Restate, word for word, every line of the data.

(Data to examine Opens)

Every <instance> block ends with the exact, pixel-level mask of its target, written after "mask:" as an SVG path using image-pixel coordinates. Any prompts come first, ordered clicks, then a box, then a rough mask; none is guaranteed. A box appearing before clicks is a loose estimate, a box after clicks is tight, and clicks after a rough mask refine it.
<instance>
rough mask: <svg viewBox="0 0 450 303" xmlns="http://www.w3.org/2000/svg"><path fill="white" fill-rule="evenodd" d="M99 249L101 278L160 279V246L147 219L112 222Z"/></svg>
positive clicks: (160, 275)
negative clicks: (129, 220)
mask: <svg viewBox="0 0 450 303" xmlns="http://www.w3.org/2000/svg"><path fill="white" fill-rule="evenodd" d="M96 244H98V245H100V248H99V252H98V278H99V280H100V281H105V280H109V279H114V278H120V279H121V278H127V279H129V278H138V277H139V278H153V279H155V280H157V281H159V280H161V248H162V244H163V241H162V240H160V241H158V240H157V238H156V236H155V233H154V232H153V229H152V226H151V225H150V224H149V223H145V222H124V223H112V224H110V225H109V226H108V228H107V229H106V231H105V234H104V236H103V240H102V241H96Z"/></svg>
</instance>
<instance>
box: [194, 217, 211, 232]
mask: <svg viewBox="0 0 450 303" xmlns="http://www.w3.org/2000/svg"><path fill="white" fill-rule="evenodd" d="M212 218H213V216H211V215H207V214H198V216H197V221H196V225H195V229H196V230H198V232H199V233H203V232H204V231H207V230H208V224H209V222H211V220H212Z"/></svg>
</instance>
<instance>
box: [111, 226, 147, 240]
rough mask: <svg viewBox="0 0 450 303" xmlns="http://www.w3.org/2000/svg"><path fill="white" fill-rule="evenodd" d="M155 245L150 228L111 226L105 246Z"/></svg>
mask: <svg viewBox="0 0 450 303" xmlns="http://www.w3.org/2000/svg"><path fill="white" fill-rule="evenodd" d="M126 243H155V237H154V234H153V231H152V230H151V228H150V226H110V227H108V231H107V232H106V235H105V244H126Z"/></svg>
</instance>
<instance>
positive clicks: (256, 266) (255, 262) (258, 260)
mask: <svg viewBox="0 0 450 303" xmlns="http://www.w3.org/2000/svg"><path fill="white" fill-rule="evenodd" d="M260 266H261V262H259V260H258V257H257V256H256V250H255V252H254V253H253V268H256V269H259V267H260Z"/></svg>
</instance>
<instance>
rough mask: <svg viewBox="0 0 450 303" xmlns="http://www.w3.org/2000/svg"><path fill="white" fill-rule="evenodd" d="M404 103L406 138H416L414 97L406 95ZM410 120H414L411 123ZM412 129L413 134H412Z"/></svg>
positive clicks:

(Data to examine Closes)

**Answer to this problem:**
Every <instance> block ends with the exact, pixel-level mask of its target, written after "mask:" as an SVG path using image-pixel coordinates. Any prompts come first, ordered clicks, then a box, then a rough mask; none is guaranteed. A box appearing before clicks is a loose estimate, a box after clicks is tight, and clicks after a rough mask refine it.
<instance>
rough mask: <svg viewBox="0 0 450 303" xmlns="http://www.w3.org/2000/svg"><path fill="white" fill-rule="evenodd" d="M99 249L101 278L160 279V246L147 219L112 222Z"/></svg>
positive clicks: (160, 275)
negative clicks: (129, 220)
mask: <svg viewBox="0 0 450 303" xmlns="http://www.w3.org/2000/svg"><path fill="white" fill-rule="evenodd" d="M96 244H98V245H100V248H99V252H98V278H99V280H100V281H105V280H109V279H114V278H120V279H121V278H127V279H129V278H138V277H139V278H153V279H155V280H157V281H159V280H161V248H162V244H163V241H162V240H160V241H158V240H157V238H156V236H155V233H154V232H153V229H152V226H151V225H150V224H149V223H145V222H124V223H112V224H110V225H109V226H108V228H107V229H106V231H105V234H104V236H103V240H102V241H96Z"/></svg>
</instance>
<instance>
box: [194, 217, 211, 232]
mask: <svg viewBox="0 0 450 303" xmlns="http://www.w3.org/2000/svg"><path fill="white" fill-rule="evenodd" d="M212 218H213V216H211V215H207V214H198V216H197V221H196V225H195V229H196V230H198V232H199V233H203V232H204V231H207V230H208V224H209V222H211V220H212Z"/></svg>
</instance>
<instance>
box: [111, 226, 147, 240]
rough mask: <svg viewBox="0 0 450 303" xmlns="http://www.w3.org/2000/svg"><path fill="white" fill-rule="evenodd" d="M155 245L150 228L111 226L105 246Z"/></svg>
mask: <svg viewBox="0 0 450 303" xmlns="http://www.w3.org/2000/svg"><path fill="white" fill-rule="evenodd" d="M126 243H155V237H154V234H153V231H152V230H151V228H150V226H110V227H108V231H107V232H106V235H105V244H126Z"/></svg>
</instance>
<instance>
positive clicks: (256, 266) (255, 262) (258, 260)
mask: <svg viewBox="0 0 450 303" xmlns="http://www.w3.org/2000/svg"><path fill="white" fill-rule="evenodd" d="M260 266H261V262H259V260H258V257H257V256H256V250H255V252H254V253H253V268H256V269H259V267H260Z"/></svg>
</instance>
<instance>
rough mask: <svg viewBox="0 0 450 303" xmlns="http://www.w3.org/2000/svg"><path fill="white" fill-rule="evenodd" d="M404 103L406 138H416L414 97L406 95ZM410 120H414L411 123ZM412 129L413 134H412Z"/></svg>
positive clicks:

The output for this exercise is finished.